> **Document section**
>>
I have fired test loads and seen no apparent leading and then gone out and fired a string of seven shots with no apparent leading. On another occasion, I have detected lead smear on the first shot. Now I am seeing none from shot to shot - only three fired! It is a new lube I am using. The velocity would be close to 1900fps, maybe a bit less, I don't know. Powder charge was from 35gr to 40gr of H4350/AR2209 behind 200 to 245gr bullets. There was flame cutting on at least two of those bullets. I ran a cotton ball wad, soaked in cutting fluid through the bore and it came out free of any lead flakes. The second, drying wad was pretty clean. Also, there was no tell tale resistance to the wad being pushed through.

Bigjohn
04-26-2009, 02:40 AM
In my experience, leading can occur from one round fired or it can accumulate from a string of rounds fired.
<<
> **Raw records**
>>
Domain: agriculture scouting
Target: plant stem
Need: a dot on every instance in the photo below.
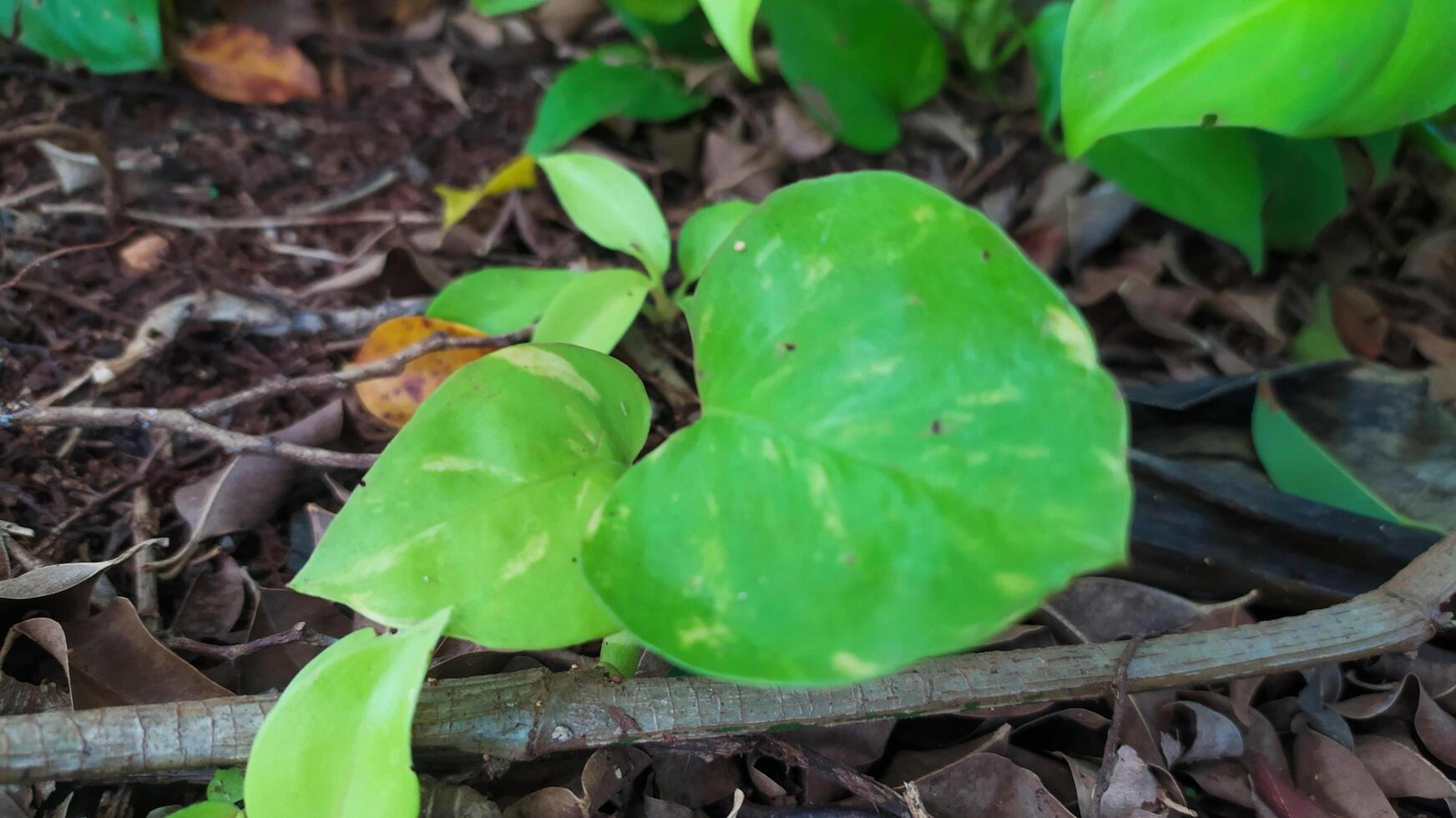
(530, 714)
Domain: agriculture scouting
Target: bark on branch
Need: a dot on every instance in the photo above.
(530, 714)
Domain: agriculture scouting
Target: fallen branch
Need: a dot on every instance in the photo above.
(182, 422)
(530, 714)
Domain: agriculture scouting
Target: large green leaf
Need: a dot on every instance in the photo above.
(733, 23)
(481, 501)
(1207, 178)
(614, 83)
(906, 442)
(857, 64)
(1305, 181)
(1295, 68)
(1360, 437)
(612, 207)
(336, 743)
(501, 299)
(704, 233)
(596, 311)
(108, 37)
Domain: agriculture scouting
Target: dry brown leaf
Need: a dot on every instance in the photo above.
(239, 63)
(143, 254)
(1336, 779)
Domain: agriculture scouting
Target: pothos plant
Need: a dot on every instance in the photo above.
(906, 442)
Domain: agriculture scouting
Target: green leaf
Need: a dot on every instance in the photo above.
(483, 498)
(1305, 181)
(336, 743)
(108, 37)
(886, 467)
(501, 299)
(609, 85)
(594, 311)
(733, 23)
(857, 64)
(1360, 437)
(1044, 39)
(226, 786)
(494, 8)
(1286, 66)
(1206, 178)
(612, 207)
(704, 232)
(209, 810)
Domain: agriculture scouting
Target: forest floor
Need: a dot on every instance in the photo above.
(1166, 306)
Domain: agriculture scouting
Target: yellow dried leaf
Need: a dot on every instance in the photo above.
(516, 175)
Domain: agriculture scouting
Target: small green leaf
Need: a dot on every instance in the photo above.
(1305, 181)
(594, 311)
(612, 207)
(501, 299)
(1283, 66)
(108, 37)
(857, 64)
(336, 743)
(209, 810)
(704, 232)
(481, 501)
(226, 786)
(1360, 437)
(733, 23)
(608, 85)
(886, 467)
(1206, 178)
(494, 8)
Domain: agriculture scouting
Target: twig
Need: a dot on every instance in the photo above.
(54, 255)
(352, 375)
(530, 714)
(296, 635)
(205, 223)
(94, 143)
(182, 422)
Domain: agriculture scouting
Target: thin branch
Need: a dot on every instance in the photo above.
(182, 422)
(530, 714)
(352, 375)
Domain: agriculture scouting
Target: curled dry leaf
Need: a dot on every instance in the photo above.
(393, 399)
(239, 63)
(1336, 779)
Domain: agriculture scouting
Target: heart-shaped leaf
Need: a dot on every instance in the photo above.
(483, 499)
(620, 82)
(109, 37)
(594, 311)
(704, 232)
(857, 64)
(733, 23)
(612, 207)
(1283, 66)
(336, 743)
(906, 442)
(501, 299)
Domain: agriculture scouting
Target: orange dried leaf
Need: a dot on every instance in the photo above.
(393, 399)
(242, 64)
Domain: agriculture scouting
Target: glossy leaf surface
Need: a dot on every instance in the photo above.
(336, 743)
(906, 442)
(483, 499)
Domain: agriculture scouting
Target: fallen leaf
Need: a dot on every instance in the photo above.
(1336, 779)
(242, 64)
(143, 254)
(1399, 770)
(393, 399)
(252, 487)
(438, 78)
(215, 602)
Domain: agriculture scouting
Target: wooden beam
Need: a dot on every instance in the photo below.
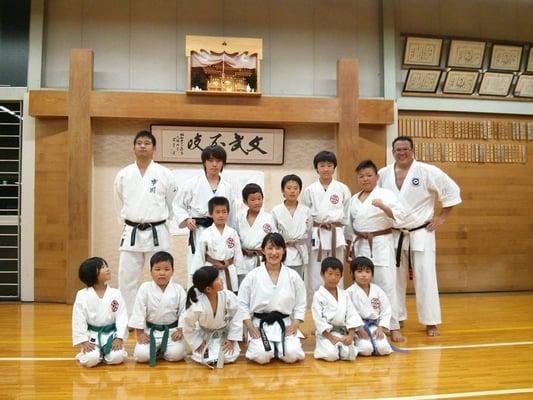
(347, 132)
(79, 165)
(181, 107)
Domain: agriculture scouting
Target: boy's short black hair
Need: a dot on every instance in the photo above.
(277, 240)
(327, 156)
(249, 189)
(89, 270)
(161, 256)
(146, 134)
(361, 262)
(214, 151)
(217, 201)
(366, 164)
(287, 178)
(331, 263)
(403, 139)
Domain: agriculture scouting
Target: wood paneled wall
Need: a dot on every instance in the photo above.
(487, 242)
(51, 209)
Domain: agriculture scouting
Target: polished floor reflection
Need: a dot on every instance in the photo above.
(485, 351)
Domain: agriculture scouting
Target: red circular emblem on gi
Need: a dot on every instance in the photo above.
(230, 243)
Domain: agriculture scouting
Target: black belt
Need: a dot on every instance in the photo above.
(399, 248)
(270, 318)
(142, 226)
(206, 222)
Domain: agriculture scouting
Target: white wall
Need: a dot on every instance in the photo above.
(139, 44)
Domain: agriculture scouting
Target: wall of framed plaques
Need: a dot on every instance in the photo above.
(465, 67)
(489, 156)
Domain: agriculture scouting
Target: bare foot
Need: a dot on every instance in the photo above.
(396, 336)
(432, 330)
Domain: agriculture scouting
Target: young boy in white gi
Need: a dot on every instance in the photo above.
(329, 201)
(252, 225)
(373, 306)
(190, 205)
(211, 322)
(99, 317)
(373, 213)
(219, 245)
(336, 319)
(417, 185)
(144, 192)
(294, 221)
(158, 306)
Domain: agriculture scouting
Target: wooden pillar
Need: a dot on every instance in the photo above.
(347, 132)
(79, 166)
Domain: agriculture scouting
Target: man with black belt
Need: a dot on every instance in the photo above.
(144, 192)
(416, 184)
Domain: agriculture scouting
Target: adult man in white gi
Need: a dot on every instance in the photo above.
(144, 192)
(190, 205)
(417, 184)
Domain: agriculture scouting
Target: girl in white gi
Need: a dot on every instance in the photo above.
(219, 245)
(336, 319)
(144, 193)
(252, 225)
(190, 205)
(272, 299)
(99, 317)
(294, 221)
(329, 201)
(211, 323)
(158, 306)
(373, 306)
(373, 213)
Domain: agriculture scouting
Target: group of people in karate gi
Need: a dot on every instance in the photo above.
(246, 269)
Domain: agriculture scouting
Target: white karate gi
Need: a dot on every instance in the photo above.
(191, 202)
(364, 217)
(161, 308)
(327, 206)
(198, 320)
(220, 247)
(142, 199)
(376, 307)
(417, 194)
(252, 236)
(89, 309)
(258, 294)
(296, 227)
(329, 314)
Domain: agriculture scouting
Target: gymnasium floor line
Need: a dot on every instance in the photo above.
(420, 348)
(458, 395)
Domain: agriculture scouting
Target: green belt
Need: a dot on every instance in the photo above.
(164, 340)
(106, 349)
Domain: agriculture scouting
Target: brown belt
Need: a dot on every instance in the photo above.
(330, 227)
(223, 265)
(257, 253)
(368, 236)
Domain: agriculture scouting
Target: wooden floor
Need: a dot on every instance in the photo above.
(485, 351)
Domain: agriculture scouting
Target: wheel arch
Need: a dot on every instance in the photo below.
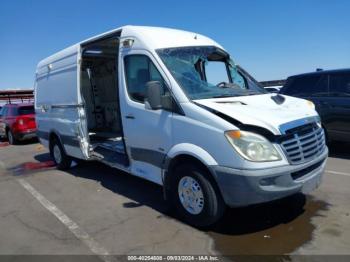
(188, 153)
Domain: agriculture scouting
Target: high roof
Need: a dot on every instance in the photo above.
(146, 36)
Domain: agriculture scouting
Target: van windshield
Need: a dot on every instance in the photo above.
(207, 72)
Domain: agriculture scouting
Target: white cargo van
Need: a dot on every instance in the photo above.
(172, 107)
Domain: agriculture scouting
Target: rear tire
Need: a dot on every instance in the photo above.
(195, 197)
(11, 138)
(61, 159)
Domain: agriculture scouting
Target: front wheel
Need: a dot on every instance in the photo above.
(195, 196)
(11, 138)
(62, 160)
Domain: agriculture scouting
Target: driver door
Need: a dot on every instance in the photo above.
(148, 133)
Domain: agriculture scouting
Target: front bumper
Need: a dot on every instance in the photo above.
(253, 186)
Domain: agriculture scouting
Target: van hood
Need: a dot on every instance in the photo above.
(261, 110)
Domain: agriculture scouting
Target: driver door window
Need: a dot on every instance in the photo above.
(139, 70)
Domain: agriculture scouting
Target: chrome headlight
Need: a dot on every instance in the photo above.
(252, 147)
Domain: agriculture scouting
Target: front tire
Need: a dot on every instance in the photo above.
(195, 196)
(61, 159)
(11, 138)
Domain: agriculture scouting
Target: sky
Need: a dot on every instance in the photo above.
(271, 39)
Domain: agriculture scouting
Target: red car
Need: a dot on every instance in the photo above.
(17, 122)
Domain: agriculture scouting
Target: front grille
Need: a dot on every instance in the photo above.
(303, 143)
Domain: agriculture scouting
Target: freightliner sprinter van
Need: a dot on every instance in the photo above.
(172, 107)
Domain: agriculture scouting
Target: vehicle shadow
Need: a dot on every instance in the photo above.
(237, 221)
(339, 150)
(139, 191)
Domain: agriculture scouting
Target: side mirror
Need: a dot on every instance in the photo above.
(153, 95)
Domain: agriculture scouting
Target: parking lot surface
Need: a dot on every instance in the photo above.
(94, 209)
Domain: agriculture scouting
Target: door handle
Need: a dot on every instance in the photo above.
(130, 116)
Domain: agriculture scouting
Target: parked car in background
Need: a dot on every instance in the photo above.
(330, 92)
(17, 122)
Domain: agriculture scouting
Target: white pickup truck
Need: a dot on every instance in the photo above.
(172, 107)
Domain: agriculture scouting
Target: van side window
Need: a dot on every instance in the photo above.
(340, 84)
(313, 85)
(139, 69)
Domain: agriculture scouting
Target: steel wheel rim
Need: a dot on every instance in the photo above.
(57, 154)
(191, 195)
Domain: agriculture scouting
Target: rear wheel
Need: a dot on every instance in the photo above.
(195, 197)
(12, 140)
(62, 160)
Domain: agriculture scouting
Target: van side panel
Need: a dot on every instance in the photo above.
(57, 103)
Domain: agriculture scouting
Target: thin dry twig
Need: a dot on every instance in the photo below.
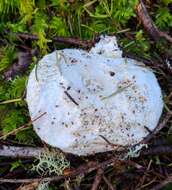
(148, 24)
(108, 183)
(82, 170)
(97, 179)
(60, 39)
(163, 183)
(159, 150)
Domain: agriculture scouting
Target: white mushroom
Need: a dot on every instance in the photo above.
(91, 97)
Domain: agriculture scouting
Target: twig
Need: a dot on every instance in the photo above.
(66, 40)
(84, 169)
(97, 179)
(157, 129)
(108, 183)
(163, 183)
(148, 24)
(22, 127)
(158, 150)
(71, 98)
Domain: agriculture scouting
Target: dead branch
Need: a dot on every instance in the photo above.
(97, 179)
(148, 24)
(65, 40)
(163, 183)
(82, 170)
(159, 150)
(108, 183)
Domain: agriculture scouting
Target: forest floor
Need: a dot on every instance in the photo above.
(30, 29)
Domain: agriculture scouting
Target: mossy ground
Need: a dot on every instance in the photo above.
(84, 19)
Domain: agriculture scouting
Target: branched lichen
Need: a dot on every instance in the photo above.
(51, 162)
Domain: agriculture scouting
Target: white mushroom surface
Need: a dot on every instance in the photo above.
(91, 97)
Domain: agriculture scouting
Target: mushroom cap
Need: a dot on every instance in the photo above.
<<
> **Task list**
#1 In the forum post on bore leading, what powder charge range was used behind the 200 to 245gr bullets?
#2 Tally the lines of the entries that contain the string "floor", treating case as significant, and give only the number.

> **Responses to the tasks**
#1 35gr to 40gr of H4350/AR2209.

#2 5